Sam’s Knob has two peaks that are only about 950 apart. Beth poses for a photo before we head up Sam’s Knob.

The hike reaches its lowest elevations at .6 miles before exiting the meadow. Behind me the pathway goes up slightly before it disappears into the forest.

Over Pat’s shoulders is the pathway that we have just hiked to begin our climb.

Once you step inside this heavily wooded forest, you are immediately transported to another place in time. The trail begins the climb to the mountain’s summit, coursing through dense, scraggly trees, mountain laurel, and fern, and switching back through a forest of lichen-covered birch.

There are several tight switchbacks before you come to a set of wooden stairs. I shot this photo just to show the erosion of the pathway. It is root filled but not difficult. One of the things that always stands out to me is the silence of these areas.

On the way up, the path hugs the side of the mountain, providing plenty of sun-drenched views along the way.

-- TASK DETAILS --
Continue the account of the Sam's Knob hike, starting after its final sentence.

-- INFORMATION --
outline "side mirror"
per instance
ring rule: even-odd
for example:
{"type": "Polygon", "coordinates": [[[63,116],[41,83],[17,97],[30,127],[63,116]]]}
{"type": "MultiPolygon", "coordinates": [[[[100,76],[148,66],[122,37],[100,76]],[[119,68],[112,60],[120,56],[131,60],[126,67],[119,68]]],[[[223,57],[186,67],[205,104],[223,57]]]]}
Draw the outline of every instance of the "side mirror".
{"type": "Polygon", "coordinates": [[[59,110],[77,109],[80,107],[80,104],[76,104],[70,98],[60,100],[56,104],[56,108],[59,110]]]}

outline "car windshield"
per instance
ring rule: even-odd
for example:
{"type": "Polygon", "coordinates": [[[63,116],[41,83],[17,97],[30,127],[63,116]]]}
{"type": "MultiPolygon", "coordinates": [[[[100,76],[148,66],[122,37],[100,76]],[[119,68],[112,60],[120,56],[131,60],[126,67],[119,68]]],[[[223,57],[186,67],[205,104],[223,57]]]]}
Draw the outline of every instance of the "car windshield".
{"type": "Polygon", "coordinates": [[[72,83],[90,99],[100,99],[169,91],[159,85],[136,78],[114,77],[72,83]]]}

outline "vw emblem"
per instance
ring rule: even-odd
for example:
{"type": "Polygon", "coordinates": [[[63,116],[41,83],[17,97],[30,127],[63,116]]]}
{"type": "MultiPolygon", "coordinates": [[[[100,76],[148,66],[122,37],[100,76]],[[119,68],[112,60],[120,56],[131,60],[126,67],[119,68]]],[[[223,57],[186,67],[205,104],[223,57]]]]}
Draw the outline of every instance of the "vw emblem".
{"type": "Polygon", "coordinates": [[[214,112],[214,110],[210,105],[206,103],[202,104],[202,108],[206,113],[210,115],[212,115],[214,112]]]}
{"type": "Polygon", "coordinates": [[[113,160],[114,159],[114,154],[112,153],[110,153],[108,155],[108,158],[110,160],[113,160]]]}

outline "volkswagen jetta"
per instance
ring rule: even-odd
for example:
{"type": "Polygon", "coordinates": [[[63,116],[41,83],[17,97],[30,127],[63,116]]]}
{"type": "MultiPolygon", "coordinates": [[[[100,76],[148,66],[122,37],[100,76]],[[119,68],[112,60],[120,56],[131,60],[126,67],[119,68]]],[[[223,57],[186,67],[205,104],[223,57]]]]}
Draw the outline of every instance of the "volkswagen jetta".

-- RESPONSE --
We hiked through plenty of tall wild blueberry bushes, but the blueberries were not ripe yet. Mmmm. May need to return before too long. Just below the mountaintop, we noticed that balsam firs are thriving once again in this sunny landscape.

The hike summits the south peak of the mountain at 1.3 miles. Generous sized, sculpted, rock outcrops offer perfect places to stop, eat a snack and take in some pretty stunning views. You also notice and feel a bit of high-elevation sun. The light here is clear and white making cloud formations even more dramatic.

While this spot was tempting, we didn’t stop. Instead, we hiked on to the north summit.

Views from the summit extend in all directions, visible from large, expansive rock outcrops. The sinister-looking, jagged profile of Devils Courthouse is visible far on the horizon to the south, and the grassy, rolling summit of nearby Black Balsam Knob is visible to the east.

Stunning views of the nearby Shining Rock Wilderness and other peaks of the Blue Ridge Parkway, remind me that there are even more mountains waiting to be hiked!

One side of Sam’s Knob offers this view and the others side offers the view below of neighboring Black Balsam. Many of these peaks are over 6,000 feet.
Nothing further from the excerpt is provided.